Can you add 23 to every polygon coordinate in the answers and write out all the lines again, from the very first line through the line containing "123 103 L 121", both ends included? Leave out the pictures.

Items listed in a dataset:
:::
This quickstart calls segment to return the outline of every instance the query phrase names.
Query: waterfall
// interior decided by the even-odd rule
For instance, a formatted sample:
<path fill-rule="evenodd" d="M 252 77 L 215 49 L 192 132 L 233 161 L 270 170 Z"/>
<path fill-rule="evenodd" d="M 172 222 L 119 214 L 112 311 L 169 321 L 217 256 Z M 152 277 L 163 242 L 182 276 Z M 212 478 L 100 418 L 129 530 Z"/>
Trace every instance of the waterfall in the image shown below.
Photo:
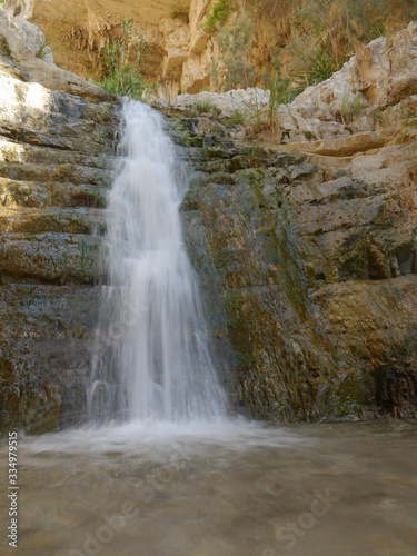
<path fill-rule="evenodd" d="M 123 103 L 121 170 L 108 197 L 108 280 L 87 401 L 96 419 L 192 420 L 221 415 L 179 207 L 187 190 L 162 117 Z"/>

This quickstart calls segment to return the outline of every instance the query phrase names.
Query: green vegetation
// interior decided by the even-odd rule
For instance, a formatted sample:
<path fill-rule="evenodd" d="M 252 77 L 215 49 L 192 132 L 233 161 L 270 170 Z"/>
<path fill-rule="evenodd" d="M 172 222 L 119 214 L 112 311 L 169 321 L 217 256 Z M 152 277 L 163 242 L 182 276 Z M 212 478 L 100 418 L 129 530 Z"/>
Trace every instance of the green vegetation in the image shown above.
<path fill-rule="evenodd" d="M 264 18 L 277 29 L 269 62 L 256 60 L 254 21 Z M 271 91 L 269 127 L 279 105 L 288 103 L 306 87 L 317 85 L 341 68 L 364 46 L 417 20 L 415 0 L 218 0 L 205 29 L 216 31 L 222 56 L 212 64 L 212 86 L 220 90 L 262 86 Z M 266 68 L 260 77 L 258 70 Z M 347 99 L 342 118 L 351 120 L 361 107 Z"/>
<path fill-rule="evenodd" d="M 252 87 L 258 80 L 255 64 L 249 60 L 254 40 L 254 21 L 245 10 L 230 18 L 230 24 L 218 30 L 219 44 L 226 66 L 224 89 Z"/>
<path fill-rule="evenodd" d="M 232 12 L 230 0 L 217 0 L 210 9 L 205 23 L 205 31 L 214 32 L 218 27 L 222 27 Z"/>
<path fill-rule="evenodd" d="M 141 100 L 147 88 L 142 79 L 149 44 L 139 36 L 133 48 L 133 20 L 122 18 L 121 36 L 98 52 L 96 83 L 112 95 Z"/>

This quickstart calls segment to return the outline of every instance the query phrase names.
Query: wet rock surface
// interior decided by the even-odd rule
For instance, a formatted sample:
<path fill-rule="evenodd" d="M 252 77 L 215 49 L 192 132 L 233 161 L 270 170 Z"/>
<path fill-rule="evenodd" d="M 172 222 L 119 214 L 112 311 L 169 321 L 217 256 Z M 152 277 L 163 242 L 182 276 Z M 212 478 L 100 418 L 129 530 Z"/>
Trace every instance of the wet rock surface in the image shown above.
<path fill-rule="evenodd" d="M 85 98 L 31 82 L 16 63 L 3 50 L 0 428 L 42 433 L 83 418 L 119 108 L 89 101 L 87 83 Z"/>
<path fill-rule="evenodd" d="M 32 67 L 26 51 L 13 57 L 9 31 L 0 56 L 0 428 L 42 433 L 85 417 L 119 105 L 42 60 Z M 56 88 L 36 82 L 42 71 Z M 397 99 L 400 109 L 415 109 L 414 92 Z M 185 239 L 235 410 L 277 420 L 415 417 L 409 121 L 267 145 L 207 115 L 167 116 L 190 171 Z"/>
<path fill-rule="evenodd" d="M 186 237 L 211 272 L 236 406 L 279 420 L 415 416 L 415 145 L 307 157 L 198 120 L 171 123 L 193 172 Z"/>

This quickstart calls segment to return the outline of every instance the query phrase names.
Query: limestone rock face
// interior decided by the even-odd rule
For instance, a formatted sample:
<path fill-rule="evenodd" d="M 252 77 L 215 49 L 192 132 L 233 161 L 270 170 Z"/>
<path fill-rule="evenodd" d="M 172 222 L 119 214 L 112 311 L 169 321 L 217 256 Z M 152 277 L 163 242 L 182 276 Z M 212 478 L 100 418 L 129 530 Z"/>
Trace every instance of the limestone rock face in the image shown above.
<path fill-rule="evenodd" d="M 0 11 L 0 428 L 40 433 L 85 411 L 118 103 L 21 23 Z"/>
<path fill-rule="evenodd" d="M 254 127 L 266 119 L 269 99 L 268 90 L 249 88 L 180 95 L 156 106 L 181 112 L 211 106 L 220 120 L 239 111 Z M 407 125 L 407 115 L 416 110 L 417 24 L 411 22 L 389 40 L 363 47 L 340 71 L 308 87 L 290 105 L 275 107 L 274 142 L 286 143 L 289 150 L 347 157 L 404 141 L 416 132 Z"/>
<path fill-rule="evenodd" d="M 415 145 L 349 160 L 242 143 L 200 117 L 177 128 L 195 169 L 187 241 L 212 272 L 236 403 L 279 420 L 416 416 Z"/>

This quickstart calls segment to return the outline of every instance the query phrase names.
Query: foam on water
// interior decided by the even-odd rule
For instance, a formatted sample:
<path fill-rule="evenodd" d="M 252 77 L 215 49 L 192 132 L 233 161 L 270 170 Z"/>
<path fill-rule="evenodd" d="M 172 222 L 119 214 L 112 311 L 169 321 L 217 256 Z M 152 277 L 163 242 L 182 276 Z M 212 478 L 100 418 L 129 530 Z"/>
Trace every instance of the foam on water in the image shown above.
<path fill-rule="evenodd" d="M 179 206 L 187 190 L 162 117 L 123 105 L 122 170 L 108 199 L 103 287 L 88 406 L 96 420 L 217 419 L 226 396 L 208 349 Z"/>

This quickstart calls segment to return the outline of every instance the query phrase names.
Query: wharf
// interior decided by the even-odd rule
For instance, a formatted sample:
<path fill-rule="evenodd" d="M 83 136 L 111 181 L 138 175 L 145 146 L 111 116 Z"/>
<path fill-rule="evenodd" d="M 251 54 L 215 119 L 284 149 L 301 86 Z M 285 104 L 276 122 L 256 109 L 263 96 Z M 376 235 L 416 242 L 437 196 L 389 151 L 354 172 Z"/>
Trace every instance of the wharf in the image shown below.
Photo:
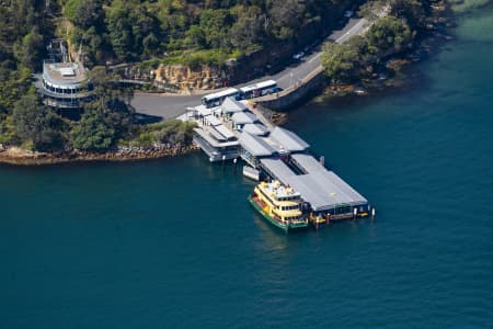
<path fill-rule="evenodd" d="M 210 161 L 241 158 L 299 192 L 303 211 L 313 218 L 354 218 L 370 211 L 362 194 L 309 154 L 308 143 L 272 125 L 248 101 L 228 98 L 214 109 L 188 107 L 182 118 L 197 123 L 194 140 Z"/>

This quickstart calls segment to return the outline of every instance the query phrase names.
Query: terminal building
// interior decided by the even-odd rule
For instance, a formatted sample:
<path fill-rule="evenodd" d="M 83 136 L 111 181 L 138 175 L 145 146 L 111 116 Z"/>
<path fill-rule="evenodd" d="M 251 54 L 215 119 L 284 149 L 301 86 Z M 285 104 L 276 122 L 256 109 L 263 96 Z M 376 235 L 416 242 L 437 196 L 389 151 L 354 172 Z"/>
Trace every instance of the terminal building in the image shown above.
<path fill-rule="evenodd" d="M 37 75 L 35 81 L 43 103 L 61 111 L 79 110 L 92 95 L 84 66 L 68 60 L 61 41 L 51 42 L 48 50 L 49 59 L 43 63 L 43 73 Z"/>
<path fill-rule="evenodd" d="M 368 201 L 310 155 L 307 141 L 286 128 L 267 128 L 244 101 L 227 98 L 217 107 L 190 110 L 198 124 L 194 140 L 210 161 L 241 157 L 252 177 L 257 171 L 300 193 L 303 211 L 313 217 L 333 220 L 369 212 Z"/>

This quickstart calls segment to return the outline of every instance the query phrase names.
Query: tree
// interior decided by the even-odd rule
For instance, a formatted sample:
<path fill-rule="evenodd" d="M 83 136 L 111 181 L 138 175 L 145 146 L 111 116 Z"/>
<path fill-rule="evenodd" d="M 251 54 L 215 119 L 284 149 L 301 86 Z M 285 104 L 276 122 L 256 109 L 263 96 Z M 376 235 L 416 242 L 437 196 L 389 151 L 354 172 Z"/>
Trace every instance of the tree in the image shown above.
<path fill-rule="evenodd" d="M 387 15 L 375 22 L 367 32 L 369 45 L 379 53 L 401 50 L 409 47 L 414 38 L 409 25 L 402 20 Z"/>
<path fill-rule="evenodd" d="M 268 0 L 266 5 L 274 36 L 280 39 L 294 37 L 300 26 L 305 5 L 298 0 Z"/>
<path fill-rule="evenodd" d="M 36 150 L 64 148 L 61 118 L 39 104 L 35 93 L 24 95 L 15 103 L 12 118 L 15 134 L 22 143 L 32 143 Z"/>
<path fill-rule="evenodd" d="M 20 63 L 35 70 L 42 64 L 44 49 L 43 35 L 39 34 L 36 27 L 33 27 L 28 34 L 22 38 L 22 46 L 19 49 Z"/>
<path fill-rule="evenodd" d="M 325 73 L 335 81 L 349 82 L 360 68 L 358 53 L 344 44 L 325 44 L 321 61 Z"/>
<path fill-rule="evenodd" d="M 71 133 L 76 149 L 102 151 L 116 143 L 115 129 L 106 122 L 103 113 L 96 110 L 85 111 Z"/>

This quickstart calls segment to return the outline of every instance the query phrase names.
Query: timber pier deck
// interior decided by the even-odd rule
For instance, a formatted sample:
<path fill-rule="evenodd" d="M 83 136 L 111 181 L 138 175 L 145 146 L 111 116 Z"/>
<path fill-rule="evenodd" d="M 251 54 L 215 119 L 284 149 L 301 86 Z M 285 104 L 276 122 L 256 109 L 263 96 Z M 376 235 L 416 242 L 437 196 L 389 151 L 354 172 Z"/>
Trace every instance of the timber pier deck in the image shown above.
<path fill-rule="evenodd" d="M 190 107 L 183 120 L 197 123 L 194 140 L 210 161 L 241 158 L 262 175 L 294 188 L 301 194 L 303 211 L 317 223 L 371 211 L 362 194 L 310 155 L 308 143 L 272 125 L 248 101 L 228 98 L 214 109 Z"/>

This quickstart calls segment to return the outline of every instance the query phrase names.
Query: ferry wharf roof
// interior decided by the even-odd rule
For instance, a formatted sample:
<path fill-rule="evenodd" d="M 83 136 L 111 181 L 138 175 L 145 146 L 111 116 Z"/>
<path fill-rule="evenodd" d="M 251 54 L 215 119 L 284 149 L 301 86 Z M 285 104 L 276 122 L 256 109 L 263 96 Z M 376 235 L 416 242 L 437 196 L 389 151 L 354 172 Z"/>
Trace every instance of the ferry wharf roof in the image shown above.
<path fill-rule="evenodd" d="M 226 98 L 221 104 L 221 110 L 225 113 L 237 113 L 249 110 L 249 107 L 240 101 L 233 98 Z"/>
<path fill-rule="evenodd" d="M 251 112 L 237 112 L 231 116 L 231 120 L 237 125 L 243 125 L 243 124 L 254 123 L 254 122 L 259 121 L 259 118 L 255 116 L 255 114 L 253 114 Z"/>
<path fill-rule="evenodd" d="M 303 155 L 311 157 L 309 155 Z M 312 158 L 317 162 L 316 159 Z M 264 170 L 283 184 L 289 185 L 301 194 L 314 212 L 329 211 L 337 205 L 363 205 L 368 201 L 344 182 L 334 172 L 321 166 L 320 170 L 296 174 L 280 159 L 261 159 Z"/>
<path fill-rule="evenodd" d="M 246 132 L 241 133 L 239 141 L 241 146 L 254 157 L 267 157 L 276 152 L 276 150 L 262 137 Z"/>
<path fill-rule="evenodd" d="M 275 127 L 271 138 L 289 152 L 305 151 L 310 147 L 298 135 L 282 127 Z"/>
<path fill-rule="evenodd" d="M 257 136 L 265 136 L 268 134 L 267 127 L 260 123 L 245 124 L 243 126 L 243 132 L 250 133 L 252 135 L 257 135 Z"/>

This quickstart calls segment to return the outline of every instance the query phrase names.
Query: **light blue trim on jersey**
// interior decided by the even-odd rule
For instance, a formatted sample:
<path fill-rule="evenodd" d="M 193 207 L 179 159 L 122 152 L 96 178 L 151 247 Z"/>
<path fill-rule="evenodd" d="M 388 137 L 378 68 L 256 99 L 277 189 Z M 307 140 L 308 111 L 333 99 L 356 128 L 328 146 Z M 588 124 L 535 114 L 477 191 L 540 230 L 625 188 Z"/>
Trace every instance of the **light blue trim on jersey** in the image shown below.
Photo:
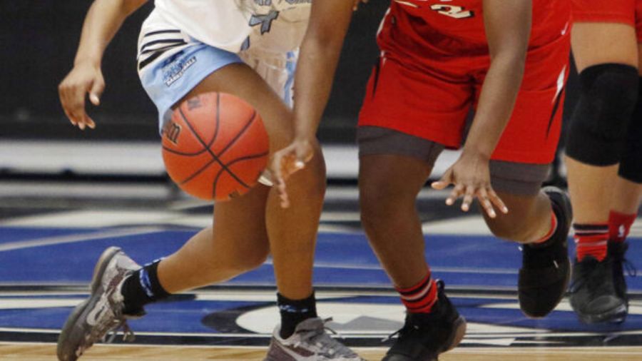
:::
# Solved exercise
This quickstart calls segment to return the outline of every instance the query phrase names.
Query: waterfall
// interior decided by the even-odd rule
For instance, a formatted sample:
<path fill-rule="evenodd" d="M 252 77 L 215 49 L 192 132 L 233 161 L 270 170 Z"/>
<path fill-rule="evenodd" d="M 172 222 L 119 214 L 112 311 L 169 321 L 217 256 Z M 152 277 L 163 242 L 182 276 Z M 212 478 L 100 418 L 129 530 Z"/>
Trace every instance of the waterfall in the image shown below.
Photo:
<path fill-rule="evenodd" d="M 146 126 L 144 193 L 131 220 L 131 303 L 110 424 L 119 442 L 215 443 L 244 438 L 202 230 L 210 213 L 185 140 Z"/>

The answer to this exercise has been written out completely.